▶ _WORK INSTRUCTION_:
In the following listing, find the lines containing "table" and report them.

▶ _MATERIALS PROVIDED_:
= Beginning of Section =

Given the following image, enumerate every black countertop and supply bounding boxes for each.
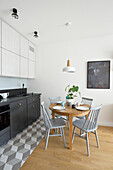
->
[0,93,41,106]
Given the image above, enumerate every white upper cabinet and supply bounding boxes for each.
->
[2,49,19,77]
[29,42,35,61]
[20,57,28,78]
[2,21,20,55]
[0,48,1,75]
[0,19,1,47]
[0,20,36,79]
[29,60,35,78]
[20,36,29,58]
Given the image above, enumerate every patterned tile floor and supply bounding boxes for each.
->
[0,117,46,170]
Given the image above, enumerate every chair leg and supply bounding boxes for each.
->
[45,129,50,150]
[72,126,76,143]
[61,128,66,148]
[66,117,69,129]
[45,131,47,139]
[95,130,99,148]
[86,132,90,156]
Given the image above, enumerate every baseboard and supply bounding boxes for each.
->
[98,122,113,127]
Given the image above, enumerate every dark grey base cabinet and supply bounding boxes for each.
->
[27,95,40,125]
[10,99,27,138]
[10,94,41,138]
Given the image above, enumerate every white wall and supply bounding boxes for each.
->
[28,34,113,127]
[0,77,27,90]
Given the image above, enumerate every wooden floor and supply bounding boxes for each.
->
[21,126,113,170]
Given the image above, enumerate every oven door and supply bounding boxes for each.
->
[0,105,10,131]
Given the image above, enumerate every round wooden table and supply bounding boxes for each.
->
[49,104,90,149]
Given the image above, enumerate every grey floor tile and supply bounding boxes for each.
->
[0,144,12,156]
[16,148,30,160]
[0,161,5,170]
[8,138,20,145]
[24,141,37,150]
[20,136,31,144]
[4,158,21,170]
[31,134,42,142]
[16,131,26,139]
[26,131,36,137]
[0,150,16,163]
[11,142,24,152]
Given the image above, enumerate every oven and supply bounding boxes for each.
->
[0,104,10,146]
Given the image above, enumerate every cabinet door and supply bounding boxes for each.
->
[2,21,19,55]
[20,57,28,78]
[0,19,1,47]
[28,103,37,125]
[2,49,19,77]
[29,42,35,61]
[0,48,1,75]
[20,36,29,58]
[29,60,35,78]
[37,95,40,118]
[10,99,27,138]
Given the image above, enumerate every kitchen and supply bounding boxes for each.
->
[0,0,113,170]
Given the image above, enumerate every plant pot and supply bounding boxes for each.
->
[66,99,75,106]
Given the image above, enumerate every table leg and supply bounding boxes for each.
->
[69,115,72,150]
[52,111,55,119]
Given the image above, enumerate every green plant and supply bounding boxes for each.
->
[65,85,81,99]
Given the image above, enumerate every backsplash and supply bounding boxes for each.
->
[0,77,27,90]
[0,88,27,97]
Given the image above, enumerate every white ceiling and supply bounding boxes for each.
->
[0,0,113,45]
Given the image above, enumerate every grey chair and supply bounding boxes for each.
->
[49,97,69,127]
[72,104,102,156]
[81,97,93,106]
[77,97,93,119]
[49,96,62,118]
[41,101,66,150]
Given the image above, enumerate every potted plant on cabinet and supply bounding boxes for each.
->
[65,85,81,106]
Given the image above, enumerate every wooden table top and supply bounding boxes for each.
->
[49,104,90,117]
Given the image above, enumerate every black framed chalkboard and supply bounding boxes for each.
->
[87,61,110,89]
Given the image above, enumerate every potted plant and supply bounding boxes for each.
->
[65,85,81,106]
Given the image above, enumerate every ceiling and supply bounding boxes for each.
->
[0,0,113,45]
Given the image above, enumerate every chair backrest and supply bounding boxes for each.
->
[41,101,52,128]
[81,97,93,106]
[49,96,61,104]
[82,104,102,131]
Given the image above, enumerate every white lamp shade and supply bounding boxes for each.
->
[63,66,75,73]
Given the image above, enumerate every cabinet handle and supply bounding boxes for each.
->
[32,105,35,108]
[19,103,22,106]
[33,98,35,101]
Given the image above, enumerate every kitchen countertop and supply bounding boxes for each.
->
[0,93,41,106]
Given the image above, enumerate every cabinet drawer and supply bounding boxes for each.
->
[10,99,26,110]
[27,96,38,104]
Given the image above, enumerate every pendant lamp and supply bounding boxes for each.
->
[63,60,75,73]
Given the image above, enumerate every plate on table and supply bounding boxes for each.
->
[57,101,62,104]
[53,106,65,110]
[75,106,89,111]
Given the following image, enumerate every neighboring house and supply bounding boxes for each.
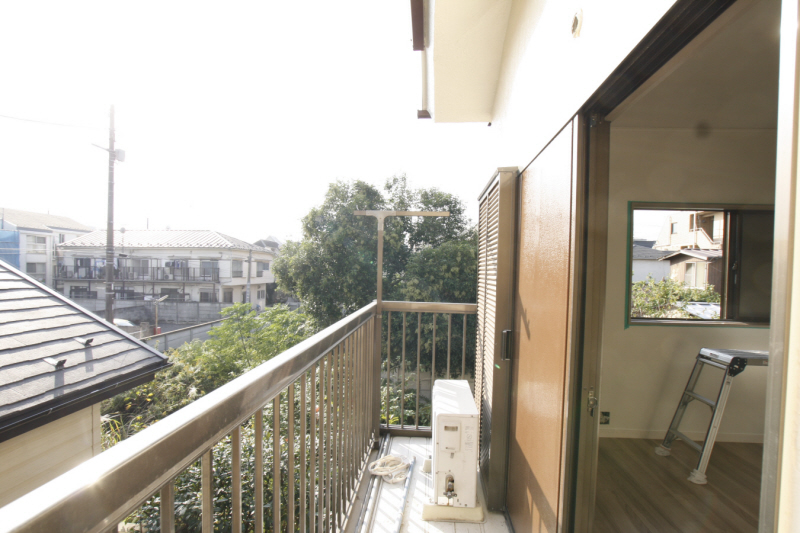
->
[0,259,170,507]
[56,230,275,309]
[659,248,724,293]
[653,210,724,251]
[0,208,92,287]
[631,244,671,282]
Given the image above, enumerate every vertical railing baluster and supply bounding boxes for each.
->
[202,450,213,533]
[462,314,467,379]
[318,357,326,533]
[288,384,296,532]
[160,480,175,533]
[255,408,264,533]
[386,311,391,427]
[301,374,307,533]
[333,346,340,531]
[432,313,437,390]
[232,426,242,533]
[327,353,333,532]
[273,396,281,533]
[447,313,452,379]
[416,312,421,430]
[348,332,354,501]
[401,312,406,428]
[310,365,317,533]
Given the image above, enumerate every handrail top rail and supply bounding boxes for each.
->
[380,301,477,314]
[0,301,376,533]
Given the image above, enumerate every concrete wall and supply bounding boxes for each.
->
[599,127,776,442]
[0,405,100,508]
[70,299,233,324]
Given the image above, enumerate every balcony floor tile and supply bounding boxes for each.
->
[368,436,509,533]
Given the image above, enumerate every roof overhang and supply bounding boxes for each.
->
[412,0,513,122]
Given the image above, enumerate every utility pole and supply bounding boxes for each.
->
[105,106,116,324]
[354,210,449,442]
[94,105,125,324]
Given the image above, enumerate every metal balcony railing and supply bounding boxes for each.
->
[0,301,477,533]
[56,266,221,282]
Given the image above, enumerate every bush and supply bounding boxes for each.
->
[631,275,721,319]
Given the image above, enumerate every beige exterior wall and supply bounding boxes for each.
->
[0,405,101,508]
[599,127,776,441]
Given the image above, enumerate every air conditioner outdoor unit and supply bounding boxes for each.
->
[431,380,479,508]
[163,274,171,280]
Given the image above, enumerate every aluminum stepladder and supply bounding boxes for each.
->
[654,348,768,484]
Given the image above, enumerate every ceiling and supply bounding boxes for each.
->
[611,0,780,130]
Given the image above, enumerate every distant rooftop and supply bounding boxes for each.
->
[0,207,93,233]
[659,249,724,261]
[253,235,283,252]
[632,244,671,260]
[0,259,170,442]
[60,230,272,253]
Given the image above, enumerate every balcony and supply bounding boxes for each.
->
[0,301,506,532]
[56,266,221,282]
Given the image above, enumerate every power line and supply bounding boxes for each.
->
[0,112,104,131]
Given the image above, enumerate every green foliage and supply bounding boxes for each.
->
[273,175,475,326]
[401,232,478,303]
[102,304,315,445]
[631,275,721,319]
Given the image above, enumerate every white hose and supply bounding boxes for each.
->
[368,454,411,484]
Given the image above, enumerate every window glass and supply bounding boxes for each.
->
[27,235,46,252]
[630,206,773,323]
[232,260,243,277]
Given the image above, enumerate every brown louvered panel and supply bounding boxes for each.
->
[475,168,517,511]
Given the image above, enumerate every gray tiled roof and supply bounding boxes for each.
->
[0,207,93,233]
[0,260,169,437]
[60,230,270,252]
[632,245,671,260]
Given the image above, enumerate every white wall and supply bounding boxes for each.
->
[0,405,100,508]
[631,259,670,283]
[599,127,776,441]
[488,0,677,170]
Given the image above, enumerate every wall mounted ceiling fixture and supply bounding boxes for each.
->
[572,9,583,38]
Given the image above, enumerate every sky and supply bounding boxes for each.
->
[0,2,497,243]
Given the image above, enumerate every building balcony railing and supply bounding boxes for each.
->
[56,266,221,282]
[0,300,477,532]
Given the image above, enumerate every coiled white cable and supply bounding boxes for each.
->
[368,454,411,484]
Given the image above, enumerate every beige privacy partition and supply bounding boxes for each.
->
[475,167,517,511]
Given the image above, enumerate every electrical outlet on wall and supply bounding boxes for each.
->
[600,411,610,425]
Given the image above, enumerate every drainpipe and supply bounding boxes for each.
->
[245,249,252,307]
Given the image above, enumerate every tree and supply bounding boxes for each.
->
[101,304,314,444]
[274,176,474,326]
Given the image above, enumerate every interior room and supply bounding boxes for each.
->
[593,0,779,531]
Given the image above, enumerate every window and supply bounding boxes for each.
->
[630,205,773,324]
[70,286,97,299]
[58,234,66,244]
[201,260,218,280]
[232,260,244,278]
[223,290,233,303]
[26,262,46,281]
[27,235,46,253]
[257,289,266,299]
[257,262,266,277]
[200,291,217,303]
[160,288,182,301]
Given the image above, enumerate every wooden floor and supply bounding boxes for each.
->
[593,438,762,533]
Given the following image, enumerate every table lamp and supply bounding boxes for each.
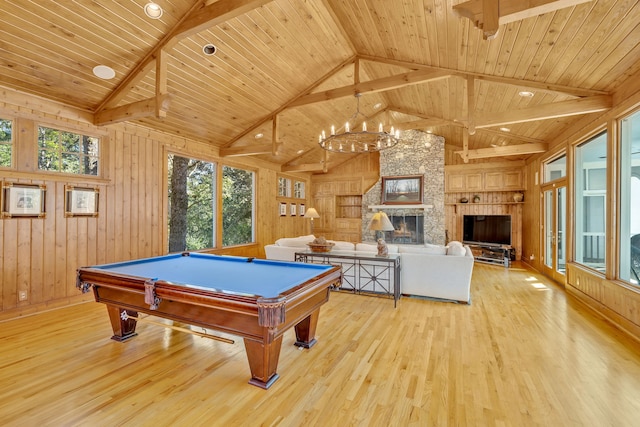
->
[304,207,320,234]
[368,211,394,256]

= End of Section =

▶ _OUTPUT OF THE TASK_:
Given the image above, enumerate every round wooden table and supply bounding boxes for each.
Given the image above, enumerate every table leg and supply bounding boxes for each.
Given the image above, enumerate every wooden table top and supply bounding boxes for each.
Given the image above, enumerate every plate on table and supply bounding boxes for each.
Given the following image, enumerate every table lamp and supply bounding boxes for each.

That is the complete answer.